STATED GOAL 1 => Rewrite the records below, switching every "hole rule" to "fill rule" and keeping all else unchanged. Omit the pictures from your answer.

QUOTED PASSAGE =>
****************

I think Tom made this poster.


We were part of a four band lineup in the HUB Ballroom at the University of Washington. I think it was a benefit (we played a LOT of benefits). It was a really big show, in a big room, and audience, probably one of the largest we ever played. We arranged to have Moon Food (Sharon Gannon & Kathleen Hunt) dance on stage for this, and my friend Mare & I prepared a special light show. Using a small, living room type of slide projector, we shaved off colored pieces of wax crayons and sealed them into slide frames. This looked awesome when projected on a wall in the house: the heat from the bulb would melt the crayons, and the liquid would run together. Supercool. Well, at the big show, Mare was stationed with the mixing board, well towards the back, at least 50 feet from the stage, and I kind of remember there wasn’t even a stage backdrop – there was just dark open ballroom behind the stage. So , the lighting effect was a bit like holding a single lighter up inside a stadium: onstage, we were in the dark. The dancers did their excellent best, but it was a big letdown, and we knew in the first 5 seconds. Bleh. The crowd response was tepid. I recall Helena saying, over the PA system, “Just because you go college, doesn’t mean you have to be stupid.” She was pretty mad at herself for that after. Kind of sums up a lot of what we were up to. Throw stuff up against the wall, and see if any of it sticks. Brave, experimental, figure it out for ourselves, fight again another day.

****************

LISTED RECORDS =>
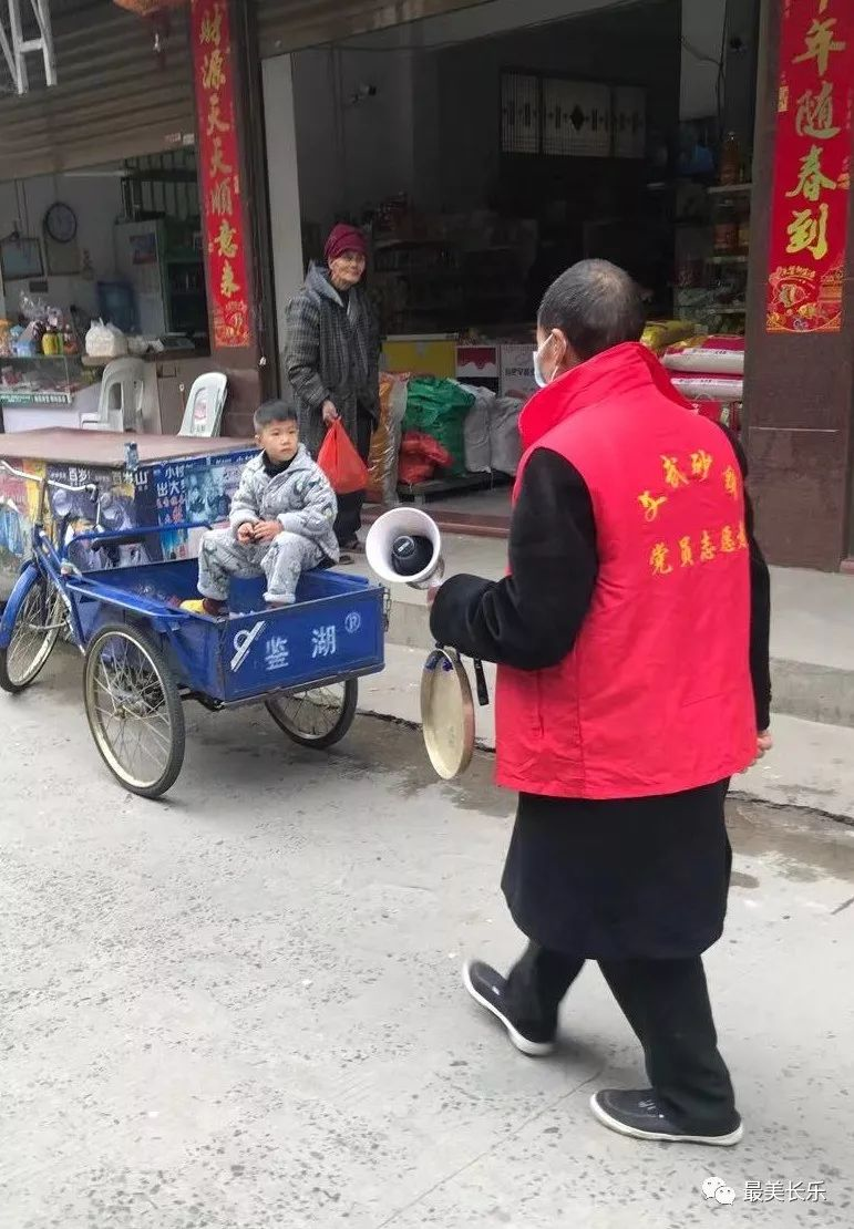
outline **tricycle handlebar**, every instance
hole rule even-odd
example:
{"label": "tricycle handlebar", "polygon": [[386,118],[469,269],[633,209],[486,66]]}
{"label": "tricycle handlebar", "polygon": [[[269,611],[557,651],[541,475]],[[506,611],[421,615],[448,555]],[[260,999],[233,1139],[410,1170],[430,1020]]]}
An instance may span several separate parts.
{"label": "tricycle handlebar", "polygon": [[41,477],[37,473],[27,473],[26,469],[16,469],[9,463],[9,461],[0,460],[0,469],[5,469],[6,473],[11,473],[14,478],[22,478],[23,482],[38,482],[47,483],[48,487],[53,487],[54,490],[68,490],[71,495],[79,495],[85,492],[92,499],[97,499],[98,488],[93,482],[86,482],[82,487],[69,487],[65,482],[57,482],[55,478]]}
{"label": "tricycle handlebar", "polygon": [[[174,533],[181,530],[209,530],[209,521],[178,521],[174,525],[138,525],[133,530],[87,530],[85,533],[75,533],[71,542],[97,542],[98,546],[107,546],[111,542],[141,542],[146,537],[162,537],[163,533]],[[69,542],[70,546],[70,542]]]}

****************

STATED GOAL 2 => In the account of the HUB Ballroom show, how far from the stage was Mare stationed with the mixing board?

CORRECT RESULT 1 =>
outline **tricycle handlebar**, every instance
fill rule even-odd
example:
{"label": "tricycle handlebar", "polygon": [[386,118],[469,269],[633,209],[486,66]]}
{"label": "tricycle handlebar", "polygon": [[[269,611],[557,651],[541,475]],[[506,611],[421,615],[448,555]],[[260,999],[233,1139],[410,1170],[430,1020]]]}
An instance may span several separate parts.
{"label": "tricycle handlebar", "polygon": [[41,477],[37,473],[27,473],[26,469],[16,469],[9,463],[9,461],[0,460],[0,469],[5,469],[6,473],[11,473],[14,478],[22,478],[23,482],[38,482],[47,483],[48,487],[53,487],[54,490],[68,490],[71,495],[79,495],[85,492],[92,499],[97,499],[98,488],[93,482],[86,482],[82,487],[69,487],[65,482],[57,482],[55,478]]}
{"label": "tricycle handlebar", "polygon": [[[174,533],[181,530],[209,530],[209,521],[178,521],[174,525],[138,525],[133,530],[87,530],[85,533],[75,533],[71,542],[97,542],[98,546],[107,546],[111,542],[141,542],[146,537],[162,537],[163,533]],[[69,542],[70,546],[70,542]]]}

CORRECT RESULT 2 => At least 50 feet from the stage.